**Requirement**
Count the lines in the listing below that contain the string "striped" and give only that number.

-------- Given data

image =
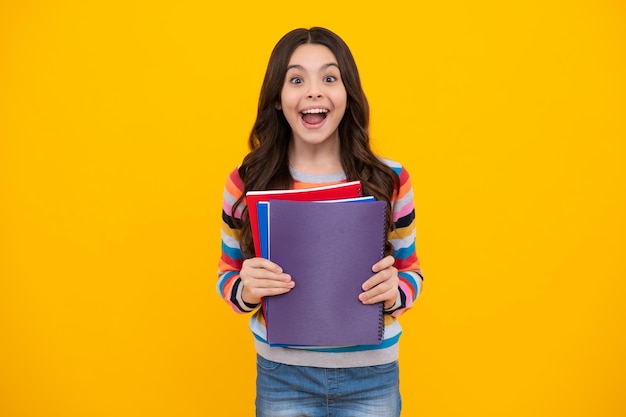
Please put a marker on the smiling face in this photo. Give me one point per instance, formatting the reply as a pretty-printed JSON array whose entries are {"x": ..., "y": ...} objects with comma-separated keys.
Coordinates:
[{"x": 313, "y": 97}]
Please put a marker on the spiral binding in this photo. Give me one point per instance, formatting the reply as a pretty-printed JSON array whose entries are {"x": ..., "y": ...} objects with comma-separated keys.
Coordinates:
[{"x": 381, "y": 324}]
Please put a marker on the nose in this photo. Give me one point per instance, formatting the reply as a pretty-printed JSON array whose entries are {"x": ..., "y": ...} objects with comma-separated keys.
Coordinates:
[{"x": 314, "y": 91}]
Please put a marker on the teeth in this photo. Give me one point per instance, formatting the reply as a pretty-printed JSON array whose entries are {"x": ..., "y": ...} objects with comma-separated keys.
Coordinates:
[{"x": 311, "y": 111}]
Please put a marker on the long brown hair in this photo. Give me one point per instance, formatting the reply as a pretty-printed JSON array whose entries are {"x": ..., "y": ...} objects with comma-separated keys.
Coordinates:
[{"x": 266, "y": 166}]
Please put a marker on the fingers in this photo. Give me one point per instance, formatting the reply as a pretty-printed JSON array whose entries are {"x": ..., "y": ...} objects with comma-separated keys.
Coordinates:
[
  {"x": 383, "y": 285},
  {"x": 263, "y": 278}
]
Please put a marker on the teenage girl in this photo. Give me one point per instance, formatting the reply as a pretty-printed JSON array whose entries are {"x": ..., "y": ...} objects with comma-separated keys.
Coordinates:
[{"x": 311, "y": 130}]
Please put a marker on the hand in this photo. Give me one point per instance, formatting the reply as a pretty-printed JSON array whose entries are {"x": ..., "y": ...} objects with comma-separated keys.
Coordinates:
[
  {"x": 383, "y": 285},
  {"x": 262, "y": 278}
]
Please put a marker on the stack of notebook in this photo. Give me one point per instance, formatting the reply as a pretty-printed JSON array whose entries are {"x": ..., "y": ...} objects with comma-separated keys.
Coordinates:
[{"x": 327, "y": 238}]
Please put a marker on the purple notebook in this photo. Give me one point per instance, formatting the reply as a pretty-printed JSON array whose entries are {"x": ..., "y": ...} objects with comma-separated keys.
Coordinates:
[{"x": 329, "y": 250}]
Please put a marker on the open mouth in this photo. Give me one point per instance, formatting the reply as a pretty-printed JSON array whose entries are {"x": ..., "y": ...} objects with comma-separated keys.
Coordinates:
[{"x": 314, "y": 116}]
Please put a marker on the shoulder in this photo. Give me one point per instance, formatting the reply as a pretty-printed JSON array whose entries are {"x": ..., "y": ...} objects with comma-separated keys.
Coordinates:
[
  {"x": 398, "y": 168},
  {"x": 234, "y": 184}
]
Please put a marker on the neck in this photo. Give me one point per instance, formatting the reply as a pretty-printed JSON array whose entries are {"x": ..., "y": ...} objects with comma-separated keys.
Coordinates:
[{"x": 319, "y": 159}]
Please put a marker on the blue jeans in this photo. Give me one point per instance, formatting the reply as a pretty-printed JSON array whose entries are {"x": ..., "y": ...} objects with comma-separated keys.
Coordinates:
[{"x": 301, "y": 391}]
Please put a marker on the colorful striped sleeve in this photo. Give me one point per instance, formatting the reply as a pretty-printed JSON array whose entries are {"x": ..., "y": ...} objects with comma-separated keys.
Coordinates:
[
  {"x": 229, "y": 265},
  {"x": 402, "y": 239}
]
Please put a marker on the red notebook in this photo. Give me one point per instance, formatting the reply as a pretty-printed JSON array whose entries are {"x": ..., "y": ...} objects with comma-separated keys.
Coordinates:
[{"x": 326, "y": 192}]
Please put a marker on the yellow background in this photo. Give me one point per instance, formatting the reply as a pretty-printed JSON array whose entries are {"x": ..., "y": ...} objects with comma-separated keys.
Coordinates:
[{"x": 119, "y": 121}]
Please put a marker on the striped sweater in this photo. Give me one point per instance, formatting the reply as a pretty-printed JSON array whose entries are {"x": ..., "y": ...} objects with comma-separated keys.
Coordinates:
[{"x": 403, "y": 241}]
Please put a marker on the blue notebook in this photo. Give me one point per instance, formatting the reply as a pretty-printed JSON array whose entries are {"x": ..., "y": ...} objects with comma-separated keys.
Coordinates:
[{"x": 329, "y": 249}]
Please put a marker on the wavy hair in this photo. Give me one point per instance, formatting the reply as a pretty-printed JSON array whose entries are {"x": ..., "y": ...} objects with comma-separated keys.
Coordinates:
[{"x": 266, "y": 166}]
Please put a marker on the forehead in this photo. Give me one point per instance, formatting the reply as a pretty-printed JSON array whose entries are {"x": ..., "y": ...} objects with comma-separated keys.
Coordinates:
[{"x": 312, "y": 55}]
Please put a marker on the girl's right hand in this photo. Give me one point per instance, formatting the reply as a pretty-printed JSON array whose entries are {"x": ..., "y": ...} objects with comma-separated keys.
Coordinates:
[{"x": 261, "y": 278}]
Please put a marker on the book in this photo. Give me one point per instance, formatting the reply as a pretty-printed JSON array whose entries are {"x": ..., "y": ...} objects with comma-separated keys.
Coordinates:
[
  {"x": 329, "y": 250},
  {"x": 327, "y": 192}
]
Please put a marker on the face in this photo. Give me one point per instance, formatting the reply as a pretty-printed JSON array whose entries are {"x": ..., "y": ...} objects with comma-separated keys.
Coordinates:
[{"x": 313, "y": 97}]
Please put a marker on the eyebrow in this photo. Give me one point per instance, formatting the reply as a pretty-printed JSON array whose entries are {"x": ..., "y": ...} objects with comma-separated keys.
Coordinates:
[{"x": 323, "y": 67}]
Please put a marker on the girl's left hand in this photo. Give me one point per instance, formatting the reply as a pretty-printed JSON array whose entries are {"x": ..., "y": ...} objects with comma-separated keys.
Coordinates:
[{"x": 383, "y": 285}]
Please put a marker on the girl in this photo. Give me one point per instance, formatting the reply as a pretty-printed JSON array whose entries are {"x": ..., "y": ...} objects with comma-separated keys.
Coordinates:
[{"x": 312, "y": 129}]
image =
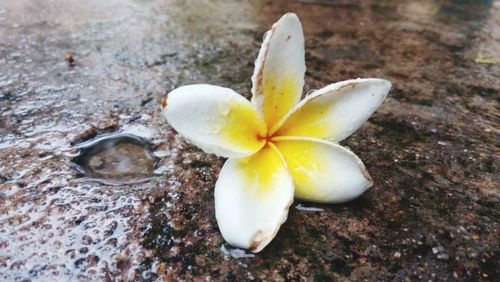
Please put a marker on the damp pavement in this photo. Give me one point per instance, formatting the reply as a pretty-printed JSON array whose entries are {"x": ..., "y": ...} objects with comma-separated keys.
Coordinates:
[{"x": 73, "y": 207}]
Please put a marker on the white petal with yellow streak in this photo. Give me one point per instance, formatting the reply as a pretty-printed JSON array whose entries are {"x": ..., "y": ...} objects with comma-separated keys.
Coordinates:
[
  {"x": 252, "y": 198},
  {"x": 278, "y": 78},
  {"x": 336, "y": 111},
  {"x": 216, "y": 119},
  {"x": 322, "y": 171}
]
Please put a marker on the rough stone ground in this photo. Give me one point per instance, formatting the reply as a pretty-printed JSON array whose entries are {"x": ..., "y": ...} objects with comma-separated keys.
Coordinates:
[{"x": 71, "y": 70}]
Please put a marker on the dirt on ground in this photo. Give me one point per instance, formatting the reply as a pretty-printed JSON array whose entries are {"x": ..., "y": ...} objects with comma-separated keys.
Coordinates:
[{"x": 71, "y": 71}]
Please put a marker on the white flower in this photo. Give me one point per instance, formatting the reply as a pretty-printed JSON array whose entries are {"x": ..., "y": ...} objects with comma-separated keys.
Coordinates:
[{"x": 277, "y": 146}]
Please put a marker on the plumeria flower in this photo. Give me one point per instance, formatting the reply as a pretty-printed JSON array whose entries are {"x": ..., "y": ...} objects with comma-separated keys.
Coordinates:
[{"x": 277, "y": 147}]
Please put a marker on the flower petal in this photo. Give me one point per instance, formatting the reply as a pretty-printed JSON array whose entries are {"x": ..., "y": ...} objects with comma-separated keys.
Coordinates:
[
  {"x": 216, "y": 119},
  {"x": 322, "y": 171},
  {"x": 278, "y": 78},
  {"x": 336, "y": 111},
  {"x": 252, "y": 197}
]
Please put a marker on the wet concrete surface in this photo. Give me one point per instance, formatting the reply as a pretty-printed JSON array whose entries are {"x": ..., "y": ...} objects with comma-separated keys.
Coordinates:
[{"x": 71, "y": 71}]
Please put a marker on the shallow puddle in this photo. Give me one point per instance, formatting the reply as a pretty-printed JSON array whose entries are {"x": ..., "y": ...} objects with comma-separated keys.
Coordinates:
[{"x": 116, "y": 159}]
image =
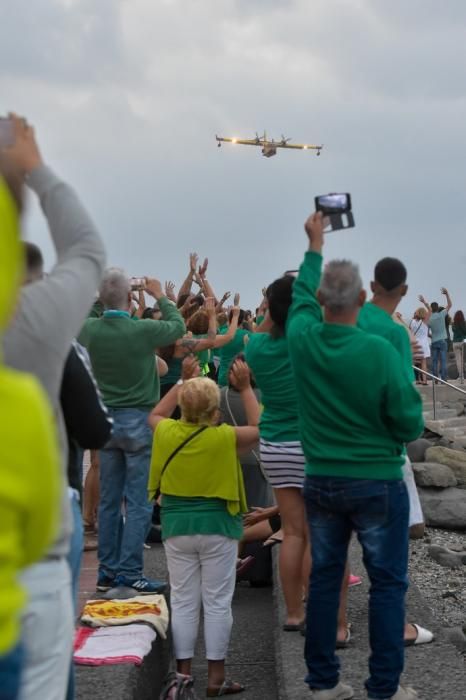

----------------

**Expected output**
2